(Beginning of Dataset excerpts)

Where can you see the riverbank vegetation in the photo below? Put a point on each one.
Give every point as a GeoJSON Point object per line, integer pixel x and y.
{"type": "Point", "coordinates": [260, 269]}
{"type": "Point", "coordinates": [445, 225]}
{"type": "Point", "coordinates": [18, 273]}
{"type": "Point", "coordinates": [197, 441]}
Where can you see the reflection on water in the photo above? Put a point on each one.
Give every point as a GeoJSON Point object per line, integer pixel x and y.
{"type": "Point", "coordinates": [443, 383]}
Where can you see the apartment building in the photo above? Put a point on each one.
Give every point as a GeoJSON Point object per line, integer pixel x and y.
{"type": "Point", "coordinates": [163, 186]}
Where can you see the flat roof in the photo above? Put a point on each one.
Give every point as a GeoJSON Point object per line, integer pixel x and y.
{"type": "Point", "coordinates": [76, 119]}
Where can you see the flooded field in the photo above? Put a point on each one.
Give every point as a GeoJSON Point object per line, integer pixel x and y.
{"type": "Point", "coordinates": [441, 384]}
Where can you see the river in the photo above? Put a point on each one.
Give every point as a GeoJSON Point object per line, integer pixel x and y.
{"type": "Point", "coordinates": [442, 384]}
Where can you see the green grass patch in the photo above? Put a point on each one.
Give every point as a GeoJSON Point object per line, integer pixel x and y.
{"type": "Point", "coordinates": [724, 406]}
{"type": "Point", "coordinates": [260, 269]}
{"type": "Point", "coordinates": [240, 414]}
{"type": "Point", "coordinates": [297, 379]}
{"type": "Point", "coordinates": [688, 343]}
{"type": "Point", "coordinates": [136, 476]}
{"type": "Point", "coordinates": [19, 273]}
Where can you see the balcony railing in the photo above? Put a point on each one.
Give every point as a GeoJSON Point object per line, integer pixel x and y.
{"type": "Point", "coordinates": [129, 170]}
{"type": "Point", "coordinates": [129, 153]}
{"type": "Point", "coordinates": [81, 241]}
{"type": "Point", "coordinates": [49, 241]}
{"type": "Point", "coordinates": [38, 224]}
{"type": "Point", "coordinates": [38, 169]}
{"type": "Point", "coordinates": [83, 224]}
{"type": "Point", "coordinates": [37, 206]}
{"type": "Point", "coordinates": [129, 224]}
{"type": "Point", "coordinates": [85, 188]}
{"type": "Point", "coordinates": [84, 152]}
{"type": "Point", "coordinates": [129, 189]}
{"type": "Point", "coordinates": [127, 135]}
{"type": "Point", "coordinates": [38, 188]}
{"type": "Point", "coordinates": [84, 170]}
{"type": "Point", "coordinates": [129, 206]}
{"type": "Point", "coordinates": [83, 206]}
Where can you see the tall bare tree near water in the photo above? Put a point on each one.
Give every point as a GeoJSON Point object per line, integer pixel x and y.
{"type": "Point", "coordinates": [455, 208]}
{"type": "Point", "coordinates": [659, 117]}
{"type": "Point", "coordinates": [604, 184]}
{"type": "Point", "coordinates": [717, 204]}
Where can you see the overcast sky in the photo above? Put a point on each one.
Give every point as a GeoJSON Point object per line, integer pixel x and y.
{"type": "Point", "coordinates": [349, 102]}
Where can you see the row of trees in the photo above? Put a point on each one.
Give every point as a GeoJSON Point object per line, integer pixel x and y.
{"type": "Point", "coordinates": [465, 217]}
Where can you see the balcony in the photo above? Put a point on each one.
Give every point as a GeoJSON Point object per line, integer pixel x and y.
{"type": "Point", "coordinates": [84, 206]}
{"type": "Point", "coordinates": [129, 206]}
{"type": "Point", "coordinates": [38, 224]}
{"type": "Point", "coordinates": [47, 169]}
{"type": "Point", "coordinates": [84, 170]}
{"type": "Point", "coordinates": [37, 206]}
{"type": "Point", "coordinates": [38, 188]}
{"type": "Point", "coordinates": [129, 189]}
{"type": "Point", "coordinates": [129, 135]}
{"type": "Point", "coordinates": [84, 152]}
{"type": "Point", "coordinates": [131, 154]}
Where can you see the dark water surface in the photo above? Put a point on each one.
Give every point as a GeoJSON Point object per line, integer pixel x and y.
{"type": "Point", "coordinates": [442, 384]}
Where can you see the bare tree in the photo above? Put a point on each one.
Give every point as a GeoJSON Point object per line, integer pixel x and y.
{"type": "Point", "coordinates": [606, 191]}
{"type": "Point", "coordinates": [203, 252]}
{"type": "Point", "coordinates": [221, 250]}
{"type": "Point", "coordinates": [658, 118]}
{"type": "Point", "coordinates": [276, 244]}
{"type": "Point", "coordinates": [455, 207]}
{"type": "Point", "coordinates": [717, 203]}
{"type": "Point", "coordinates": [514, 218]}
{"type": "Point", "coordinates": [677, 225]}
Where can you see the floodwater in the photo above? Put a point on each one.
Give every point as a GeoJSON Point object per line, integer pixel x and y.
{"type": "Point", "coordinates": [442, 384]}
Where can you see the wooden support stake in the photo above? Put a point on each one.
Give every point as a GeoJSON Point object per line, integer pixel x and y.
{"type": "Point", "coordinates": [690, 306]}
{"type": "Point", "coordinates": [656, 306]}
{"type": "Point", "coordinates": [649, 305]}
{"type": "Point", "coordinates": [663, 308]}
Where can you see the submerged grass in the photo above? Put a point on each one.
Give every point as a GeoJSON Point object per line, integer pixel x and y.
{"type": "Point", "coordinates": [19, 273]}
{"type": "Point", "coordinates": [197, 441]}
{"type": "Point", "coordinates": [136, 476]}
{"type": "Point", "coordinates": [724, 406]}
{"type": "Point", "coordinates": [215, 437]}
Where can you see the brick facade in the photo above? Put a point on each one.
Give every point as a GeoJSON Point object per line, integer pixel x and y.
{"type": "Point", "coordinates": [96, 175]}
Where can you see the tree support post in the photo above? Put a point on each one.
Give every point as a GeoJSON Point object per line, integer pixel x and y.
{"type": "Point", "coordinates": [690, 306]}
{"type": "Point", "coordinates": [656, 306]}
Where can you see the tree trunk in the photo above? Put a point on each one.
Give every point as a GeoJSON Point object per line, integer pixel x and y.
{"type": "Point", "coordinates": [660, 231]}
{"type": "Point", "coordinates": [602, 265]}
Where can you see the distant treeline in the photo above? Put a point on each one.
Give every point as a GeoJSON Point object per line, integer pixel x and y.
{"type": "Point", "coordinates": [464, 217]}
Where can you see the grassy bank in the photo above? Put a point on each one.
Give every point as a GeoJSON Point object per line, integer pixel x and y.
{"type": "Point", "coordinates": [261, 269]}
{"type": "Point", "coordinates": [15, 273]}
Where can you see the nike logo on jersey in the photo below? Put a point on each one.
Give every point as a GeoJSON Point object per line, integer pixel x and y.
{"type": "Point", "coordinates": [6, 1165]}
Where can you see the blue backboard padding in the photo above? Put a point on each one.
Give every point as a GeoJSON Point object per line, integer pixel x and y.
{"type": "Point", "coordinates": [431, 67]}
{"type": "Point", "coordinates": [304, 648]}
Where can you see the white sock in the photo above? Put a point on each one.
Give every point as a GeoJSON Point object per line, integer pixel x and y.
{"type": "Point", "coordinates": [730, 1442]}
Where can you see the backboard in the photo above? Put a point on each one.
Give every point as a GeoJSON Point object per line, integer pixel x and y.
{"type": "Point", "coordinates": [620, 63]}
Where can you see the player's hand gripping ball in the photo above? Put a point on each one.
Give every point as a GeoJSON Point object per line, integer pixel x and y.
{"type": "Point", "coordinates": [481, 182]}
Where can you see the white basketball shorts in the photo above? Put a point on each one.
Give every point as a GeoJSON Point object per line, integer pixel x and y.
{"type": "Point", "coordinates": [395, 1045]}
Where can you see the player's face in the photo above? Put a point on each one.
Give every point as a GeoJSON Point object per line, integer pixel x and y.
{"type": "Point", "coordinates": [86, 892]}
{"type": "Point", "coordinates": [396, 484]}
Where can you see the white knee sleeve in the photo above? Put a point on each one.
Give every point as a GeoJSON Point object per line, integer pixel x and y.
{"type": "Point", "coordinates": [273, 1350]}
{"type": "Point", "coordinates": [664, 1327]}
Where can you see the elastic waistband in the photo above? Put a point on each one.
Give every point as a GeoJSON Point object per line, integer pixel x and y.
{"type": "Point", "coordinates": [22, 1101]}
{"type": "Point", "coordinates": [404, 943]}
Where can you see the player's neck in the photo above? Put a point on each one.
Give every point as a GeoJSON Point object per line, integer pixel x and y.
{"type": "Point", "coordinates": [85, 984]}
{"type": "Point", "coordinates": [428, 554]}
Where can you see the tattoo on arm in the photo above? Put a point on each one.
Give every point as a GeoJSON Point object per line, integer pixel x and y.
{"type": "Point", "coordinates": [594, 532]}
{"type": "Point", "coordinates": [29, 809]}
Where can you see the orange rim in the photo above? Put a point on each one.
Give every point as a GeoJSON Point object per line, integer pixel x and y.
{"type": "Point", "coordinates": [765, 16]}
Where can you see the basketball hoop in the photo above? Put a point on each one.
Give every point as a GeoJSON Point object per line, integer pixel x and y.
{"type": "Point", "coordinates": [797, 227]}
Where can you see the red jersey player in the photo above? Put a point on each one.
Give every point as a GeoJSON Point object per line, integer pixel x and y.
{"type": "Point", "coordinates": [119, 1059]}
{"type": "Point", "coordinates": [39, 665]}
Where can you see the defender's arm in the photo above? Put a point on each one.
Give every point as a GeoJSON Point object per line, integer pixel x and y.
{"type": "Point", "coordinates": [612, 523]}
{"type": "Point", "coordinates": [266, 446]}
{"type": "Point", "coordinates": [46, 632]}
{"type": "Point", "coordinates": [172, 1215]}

(End of Dataset excerpts)

■ Work instructions: Work through the records line by line, and once you reach the final line, report only how many held "player".

■ Exercise output: 4